* **Aim**
Could you rewrite all the entries below as a JSON list of strings, one string per line, skipping blank lines and leaving out the pictures?

* **Working data**
#####

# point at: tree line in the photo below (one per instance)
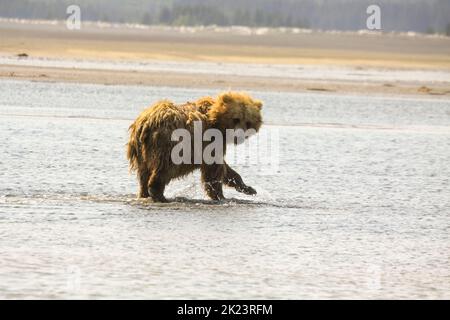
(396, 15)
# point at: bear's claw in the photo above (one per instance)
(248, 190)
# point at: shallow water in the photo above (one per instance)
(358, 207)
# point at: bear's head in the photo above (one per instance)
(235, 110)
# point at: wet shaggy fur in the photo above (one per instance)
(149, 146)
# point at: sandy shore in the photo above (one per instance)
(222, 82)
(351, 50)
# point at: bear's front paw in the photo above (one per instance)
(247, 190)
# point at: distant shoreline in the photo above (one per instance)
(354, 52)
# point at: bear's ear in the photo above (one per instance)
(258, 104)
(226, 97)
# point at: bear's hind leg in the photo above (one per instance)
(143, 175)
(212, 176)
(156, 186)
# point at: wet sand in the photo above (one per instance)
(351, 50)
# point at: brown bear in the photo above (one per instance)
(150, 144)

#####

* **Task result**
[
  "# point at: tree line in the photo below (one per instance)",
  "(396, 15)",
  "# point at: bear's claw in the photo above (one per instance)",
  "(248, 190)",
  "# point at: shallow water in the photo above (one per instance)",
  "(358, 207)",
  "# point at: bear's head in the photo above (one per instance)",
  "(235, 110)",
  "# point at: wet shaggy fur in the photo above (one per instance)",
  "(149, 146)",
  "# point at: sandy shore in the photo above (one per instance)",
  "(222, 82)",
  "(351, 50)",
  "# point at: bear's front paw in the photo above (one per instance)",
  "(247, 190)",
  "# point at: distant shoreline in the photo above (one per instance)",
  "(354, 52)",
  "# point at: bear's ear in the photo above (one per instance)",
  "(258, 104)",
  "(226, 97)",
  "# point at: bear's hind leg in the photo above (one per instance)",
  "(143, 175)",
  "(212, 176)",
  "(156, 186)",
  "# point at: wet sand in the photo above (one per instance)",
  "(351, 50)",
  "# point at: brown bear in the photo above (one per instance)",
  "(150, 144)"
]